> Objective: Reproduce verbatim the lines of the listing below that begin with the line containing "Someone claimed the blue" and continue through the line containing "[1008,318,1153,557]", including both of those lines.

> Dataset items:

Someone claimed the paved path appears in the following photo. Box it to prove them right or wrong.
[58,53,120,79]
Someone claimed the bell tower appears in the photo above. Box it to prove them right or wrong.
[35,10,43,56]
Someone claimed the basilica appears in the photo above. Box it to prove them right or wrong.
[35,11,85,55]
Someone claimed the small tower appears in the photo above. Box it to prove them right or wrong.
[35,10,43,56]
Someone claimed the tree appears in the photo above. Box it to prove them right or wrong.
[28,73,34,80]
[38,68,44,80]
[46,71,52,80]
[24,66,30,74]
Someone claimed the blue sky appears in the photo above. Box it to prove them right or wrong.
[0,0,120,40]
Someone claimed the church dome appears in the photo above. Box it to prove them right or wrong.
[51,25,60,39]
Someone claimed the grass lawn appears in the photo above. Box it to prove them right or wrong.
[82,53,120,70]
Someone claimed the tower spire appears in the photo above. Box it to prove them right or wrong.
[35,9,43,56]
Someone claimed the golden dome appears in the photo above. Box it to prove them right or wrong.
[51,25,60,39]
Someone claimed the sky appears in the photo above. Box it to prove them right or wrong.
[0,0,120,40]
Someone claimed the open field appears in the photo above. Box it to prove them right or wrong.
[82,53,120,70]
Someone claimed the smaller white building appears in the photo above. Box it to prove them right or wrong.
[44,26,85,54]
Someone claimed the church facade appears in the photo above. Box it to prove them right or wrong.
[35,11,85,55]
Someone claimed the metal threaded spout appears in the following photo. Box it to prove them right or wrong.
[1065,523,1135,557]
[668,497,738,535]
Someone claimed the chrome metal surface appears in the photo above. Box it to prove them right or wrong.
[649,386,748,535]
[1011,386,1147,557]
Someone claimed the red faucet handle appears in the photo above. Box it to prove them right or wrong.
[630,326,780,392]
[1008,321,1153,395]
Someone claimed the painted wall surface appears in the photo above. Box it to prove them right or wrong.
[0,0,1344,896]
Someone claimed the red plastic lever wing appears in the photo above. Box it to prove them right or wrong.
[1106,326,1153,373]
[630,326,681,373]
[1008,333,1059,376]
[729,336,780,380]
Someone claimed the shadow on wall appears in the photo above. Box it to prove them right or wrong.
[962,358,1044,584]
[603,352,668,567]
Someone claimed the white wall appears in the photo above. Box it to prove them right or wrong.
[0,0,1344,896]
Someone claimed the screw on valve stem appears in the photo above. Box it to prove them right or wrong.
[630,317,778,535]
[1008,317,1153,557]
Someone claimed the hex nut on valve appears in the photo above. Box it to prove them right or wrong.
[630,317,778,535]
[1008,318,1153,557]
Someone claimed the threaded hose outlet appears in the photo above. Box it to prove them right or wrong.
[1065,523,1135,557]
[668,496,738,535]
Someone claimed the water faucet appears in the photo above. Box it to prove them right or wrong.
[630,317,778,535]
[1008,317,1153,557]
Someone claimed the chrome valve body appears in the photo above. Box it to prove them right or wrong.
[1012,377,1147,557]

> Solution for this exercise:
Someone claimed the blue sky appears in the photo above. Box it to prove them right or wrong.
[0,0,120,40]
Someone claimed the church dome appears in the photo above. Box it to prove them right or wrong.
[51,25,60,39]
Someone claimed the grass lawn appears in the photo above. Box it to prove them right or wrong.
[82,53,120,70]
Someone claimed the tower spire appears in the photo above. Box it to prove them right or wrong.
[35,9,43,56]
Someone claimed the golden dome appears in the photo above. Box it to prove them right or wrong.
[51,25,60,39]
Someone claimed the sky appears in the photo above. Box it to prove them right or wrong.
[0,0,120,40]
Someone claimed the open field appears in the photo above. Box it to prove them right or wrong.
[82,53,120,70]
Someone claimed the smaller white building appears in the photo above. Box it to prove them right or wrong.
[44,26,85,54]
Someone claimed the church facade appears in the photo above. Box it to prove them right or wrong.
[35,11,85,55]
Someone claimed the metal threaded spout appears in the following photo. Box it to prove them right or wrong.
[1065,523,1135,557]
[668,497,738,535]
Someone claimed the chrome metal surface appears in the photo above. Box it to prove them right or wrong.
[649,386,748,535]
[1011,386,1147,557]
Someone claimed the red faucet handle appears in the photo above. Box it to prove them right or wrong.
[630,326,780,392]
[1008,321,1153,395]
Someone claimed the painted wall surface appears in the photo above. Box it to prove them right or wrong.
[0,0,1344,896]
Someone claimed the red plastic lever wing appears in the photo above. Box it to prove them right or wrong.
[1106,326,1153,373]
[630,326,681,373]
[1008,333,1059,376]
[729,336,780,380]
Someone claimed the shadow on wall appears in the photo above. Box it to prove them right or wrong.
[962,358,1044,584]
[603,352,668,567]
Someone claimed the white wall appears in the photo above. Box it to prove them right or wrong.
[0,0,1344,896]
Someone claimed the screw on valve stem appears in the photo above. Box it to prove them right or wrong.
[630,317,778,535]
[1008,317,1153,557]
Someone claimed the hex nut on valve appears in the photo above. Box it to prove them right or wrong.
[630,317,778,535]
[1008,318,1153,557]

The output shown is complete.